• **Task requirements**
Which lines of the listing below contain the string "street"? Pull out each of those lines in full.

Region labeling items

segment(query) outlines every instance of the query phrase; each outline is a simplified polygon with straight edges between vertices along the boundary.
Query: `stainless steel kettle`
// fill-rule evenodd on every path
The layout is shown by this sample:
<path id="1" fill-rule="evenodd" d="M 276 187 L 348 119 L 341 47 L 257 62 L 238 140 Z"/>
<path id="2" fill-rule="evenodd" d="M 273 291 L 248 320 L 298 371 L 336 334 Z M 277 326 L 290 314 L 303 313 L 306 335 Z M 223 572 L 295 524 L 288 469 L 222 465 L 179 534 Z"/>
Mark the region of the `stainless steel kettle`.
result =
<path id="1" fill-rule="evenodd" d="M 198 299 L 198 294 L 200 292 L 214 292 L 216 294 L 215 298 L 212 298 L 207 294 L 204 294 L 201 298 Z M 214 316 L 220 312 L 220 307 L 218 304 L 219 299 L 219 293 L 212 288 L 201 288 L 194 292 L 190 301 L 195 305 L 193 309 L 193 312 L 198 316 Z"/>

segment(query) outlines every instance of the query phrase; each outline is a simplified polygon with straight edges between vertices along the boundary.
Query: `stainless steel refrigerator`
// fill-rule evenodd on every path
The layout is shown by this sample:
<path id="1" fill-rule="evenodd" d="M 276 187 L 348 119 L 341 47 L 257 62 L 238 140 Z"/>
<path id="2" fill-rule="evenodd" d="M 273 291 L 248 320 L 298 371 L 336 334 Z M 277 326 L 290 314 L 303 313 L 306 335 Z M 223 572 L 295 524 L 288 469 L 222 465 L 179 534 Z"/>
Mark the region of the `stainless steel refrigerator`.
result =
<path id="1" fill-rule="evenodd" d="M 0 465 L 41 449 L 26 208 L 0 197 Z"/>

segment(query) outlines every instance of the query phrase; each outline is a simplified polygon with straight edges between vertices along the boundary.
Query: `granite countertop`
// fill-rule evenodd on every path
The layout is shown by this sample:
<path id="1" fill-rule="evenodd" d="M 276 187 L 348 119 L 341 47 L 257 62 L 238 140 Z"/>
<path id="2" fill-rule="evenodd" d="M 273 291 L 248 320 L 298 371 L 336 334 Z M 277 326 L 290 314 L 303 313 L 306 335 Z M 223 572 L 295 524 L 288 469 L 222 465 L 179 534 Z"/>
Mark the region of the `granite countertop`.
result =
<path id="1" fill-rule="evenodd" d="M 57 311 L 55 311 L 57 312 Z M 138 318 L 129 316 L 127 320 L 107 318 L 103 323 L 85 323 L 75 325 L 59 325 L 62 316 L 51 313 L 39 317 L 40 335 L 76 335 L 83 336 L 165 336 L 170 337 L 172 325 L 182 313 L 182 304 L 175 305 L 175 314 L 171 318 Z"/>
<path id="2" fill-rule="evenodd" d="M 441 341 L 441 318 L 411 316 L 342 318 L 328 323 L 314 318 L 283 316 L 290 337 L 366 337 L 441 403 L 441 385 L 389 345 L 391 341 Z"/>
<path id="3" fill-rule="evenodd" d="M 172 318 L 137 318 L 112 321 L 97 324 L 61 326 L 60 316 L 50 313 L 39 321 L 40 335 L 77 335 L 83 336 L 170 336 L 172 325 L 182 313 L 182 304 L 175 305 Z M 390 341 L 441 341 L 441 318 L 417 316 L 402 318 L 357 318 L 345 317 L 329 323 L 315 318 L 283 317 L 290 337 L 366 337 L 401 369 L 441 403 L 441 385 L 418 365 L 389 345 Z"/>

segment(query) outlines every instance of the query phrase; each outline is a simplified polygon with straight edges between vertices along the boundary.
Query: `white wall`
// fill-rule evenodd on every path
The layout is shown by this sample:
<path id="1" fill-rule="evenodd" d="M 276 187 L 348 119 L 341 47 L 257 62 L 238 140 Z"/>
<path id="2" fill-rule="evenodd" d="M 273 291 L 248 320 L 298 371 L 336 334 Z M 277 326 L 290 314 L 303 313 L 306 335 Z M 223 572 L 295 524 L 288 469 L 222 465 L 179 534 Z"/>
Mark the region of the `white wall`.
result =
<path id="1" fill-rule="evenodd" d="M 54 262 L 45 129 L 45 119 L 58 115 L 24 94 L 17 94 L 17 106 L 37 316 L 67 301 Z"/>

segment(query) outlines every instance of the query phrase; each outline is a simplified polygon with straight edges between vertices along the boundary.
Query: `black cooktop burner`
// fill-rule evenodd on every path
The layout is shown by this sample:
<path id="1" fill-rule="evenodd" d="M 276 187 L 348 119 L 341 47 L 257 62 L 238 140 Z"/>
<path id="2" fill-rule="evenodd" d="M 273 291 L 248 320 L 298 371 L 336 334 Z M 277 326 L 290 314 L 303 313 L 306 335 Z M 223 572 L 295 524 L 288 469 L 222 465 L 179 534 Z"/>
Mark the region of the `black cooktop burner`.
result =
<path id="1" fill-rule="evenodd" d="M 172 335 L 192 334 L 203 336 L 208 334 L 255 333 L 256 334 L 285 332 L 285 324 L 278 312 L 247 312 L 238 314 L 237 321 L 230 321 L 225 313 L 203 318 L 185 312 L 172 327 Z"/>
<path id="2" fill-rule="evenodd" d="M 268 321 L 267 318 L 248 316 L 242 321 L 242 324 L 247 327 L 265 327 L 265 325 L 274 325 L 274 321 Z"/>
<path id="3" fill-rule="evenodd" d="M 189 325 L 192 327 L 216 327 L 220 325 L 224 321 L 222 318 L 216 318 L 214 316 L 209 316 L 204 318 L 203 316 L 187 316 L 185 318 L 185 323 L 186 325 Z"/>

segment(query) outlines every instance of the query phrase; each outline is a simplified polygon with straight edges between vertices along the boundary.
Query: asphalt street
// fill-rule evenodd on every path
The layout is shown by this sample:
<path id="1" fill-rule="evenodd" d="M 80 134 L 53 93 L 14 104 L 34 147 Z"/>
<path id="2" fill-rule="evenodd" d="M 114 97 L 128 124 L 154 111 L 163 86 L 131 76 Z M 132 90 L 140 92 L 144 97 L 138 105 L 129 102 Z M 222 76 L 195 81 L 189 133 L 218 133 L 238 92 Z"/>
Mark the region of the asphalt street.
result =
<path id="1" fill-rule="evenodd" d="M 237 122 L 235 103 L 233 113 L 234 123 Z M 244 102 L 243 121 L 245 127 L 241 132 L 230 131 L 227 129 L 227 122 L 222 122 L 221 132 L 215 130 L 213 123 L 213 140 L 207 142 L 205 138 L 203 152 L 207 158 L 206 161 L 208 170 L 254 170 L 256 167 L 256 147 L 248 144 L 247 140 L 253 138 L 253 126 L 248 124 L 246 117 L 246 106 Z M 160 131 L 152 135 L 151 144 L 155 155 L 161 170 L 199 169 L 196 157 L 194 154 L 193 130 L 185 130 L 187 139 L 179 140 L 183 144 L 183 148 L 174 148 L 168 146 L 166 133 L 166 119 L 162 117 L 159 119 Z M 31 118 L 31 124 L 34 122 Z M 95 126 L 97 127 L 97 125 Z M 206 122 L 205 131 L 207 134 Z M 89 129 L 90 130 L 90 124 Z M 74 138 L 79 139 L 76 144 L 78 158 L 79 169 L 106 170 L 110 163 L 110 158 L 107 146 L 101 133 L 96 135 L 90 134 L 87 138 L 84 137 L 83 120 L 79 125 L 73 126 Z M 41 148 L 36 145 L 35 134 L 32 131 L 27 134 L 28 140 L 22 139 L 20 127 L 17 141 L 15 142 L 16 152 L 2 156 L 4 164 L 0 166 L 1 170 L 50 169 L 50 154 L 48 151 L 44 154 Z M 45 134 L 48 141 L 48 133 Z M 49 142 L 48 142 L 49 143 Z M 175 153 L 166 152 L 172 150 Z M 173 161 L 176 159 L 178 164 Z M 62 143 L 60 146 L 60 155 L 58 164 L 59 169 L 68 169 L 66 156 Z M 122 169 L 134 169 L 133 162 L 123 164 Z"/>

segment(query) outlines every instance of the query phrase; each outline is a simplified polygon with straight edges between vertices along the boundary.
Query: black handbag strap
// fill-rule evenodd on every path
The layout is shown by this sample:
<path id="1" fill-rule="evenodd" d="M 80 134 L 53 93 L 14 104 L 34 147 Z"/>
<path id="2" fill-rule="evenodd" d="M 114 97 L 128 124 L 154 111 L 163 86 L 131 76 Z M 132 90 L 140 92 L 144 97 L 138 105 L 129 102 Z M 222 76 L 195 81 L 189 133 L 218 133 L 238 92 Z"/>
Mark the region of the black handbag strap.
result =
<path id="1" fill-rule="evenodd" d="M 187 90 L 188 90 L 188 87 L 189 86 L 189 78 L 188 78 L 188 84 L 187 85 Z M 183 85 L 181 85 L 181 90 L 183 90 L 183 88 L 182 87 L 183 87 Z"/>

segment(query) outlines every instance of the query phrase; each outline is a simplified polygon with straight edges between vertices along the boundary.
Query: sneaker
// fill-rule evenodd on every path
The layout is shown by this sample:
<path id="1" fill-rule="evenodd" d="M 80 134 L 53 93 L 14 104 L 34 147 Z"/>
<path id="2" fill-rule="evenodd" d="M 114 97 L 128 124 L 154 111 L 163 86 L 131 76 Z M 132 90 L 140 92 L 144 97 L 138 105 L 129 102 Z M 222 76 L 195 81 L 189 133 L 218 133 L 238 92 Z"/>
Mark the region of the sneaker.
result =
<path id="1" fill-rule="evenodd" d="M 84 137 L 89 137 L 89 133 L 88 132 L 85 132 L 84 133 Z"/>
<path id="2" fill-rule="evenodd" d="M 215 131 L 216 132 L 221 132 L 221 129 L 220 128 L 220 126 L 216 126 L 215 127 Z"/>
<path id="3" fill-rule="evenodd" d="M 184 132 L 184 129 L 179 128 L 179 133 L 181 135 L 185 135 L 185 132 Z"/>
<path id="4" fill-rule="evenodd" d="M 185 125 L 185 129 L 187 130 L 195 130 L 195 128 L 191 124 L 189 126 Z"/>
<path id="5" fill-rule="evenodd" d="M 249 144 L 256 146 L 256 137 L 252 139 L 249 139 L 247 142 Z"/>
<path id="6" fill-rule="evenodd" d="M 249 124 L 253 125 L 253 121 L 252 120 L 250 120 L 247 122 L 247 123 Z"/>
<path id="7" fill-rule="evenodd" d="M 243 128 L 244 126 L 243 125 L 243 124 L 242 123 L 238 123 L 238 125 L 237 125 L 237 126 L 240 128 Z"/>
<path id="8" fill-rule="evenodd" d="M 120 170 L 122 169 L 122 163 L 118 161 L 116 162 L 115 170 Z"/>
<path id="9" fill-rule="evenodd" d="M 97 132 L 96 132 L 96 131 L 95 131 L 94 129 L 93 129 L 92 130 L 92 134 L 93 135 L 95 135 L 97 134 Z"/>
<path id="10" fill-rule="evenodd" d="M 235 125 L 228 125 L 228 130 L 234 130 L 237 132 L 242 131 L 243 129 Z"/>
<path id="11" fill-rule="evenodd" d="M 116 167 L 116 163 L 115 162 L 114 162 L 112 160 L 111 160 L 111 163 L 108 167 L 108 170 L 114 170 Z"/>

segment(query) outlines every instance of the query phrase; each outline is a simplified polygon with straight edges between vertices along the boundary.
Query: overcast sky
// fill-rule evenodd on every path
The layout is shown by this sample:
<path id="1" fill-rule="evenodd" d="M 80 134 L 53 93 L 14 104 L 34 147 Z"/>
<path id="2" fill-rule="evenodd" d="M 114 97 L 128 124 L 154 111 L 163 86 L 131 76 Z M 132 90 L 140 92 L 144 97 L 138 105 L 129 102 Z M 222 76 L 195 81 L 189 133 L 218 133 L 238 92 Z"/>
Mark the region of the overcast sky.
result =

• **Correct output**
Query: asphalt street
Mark the region of the asphalt street.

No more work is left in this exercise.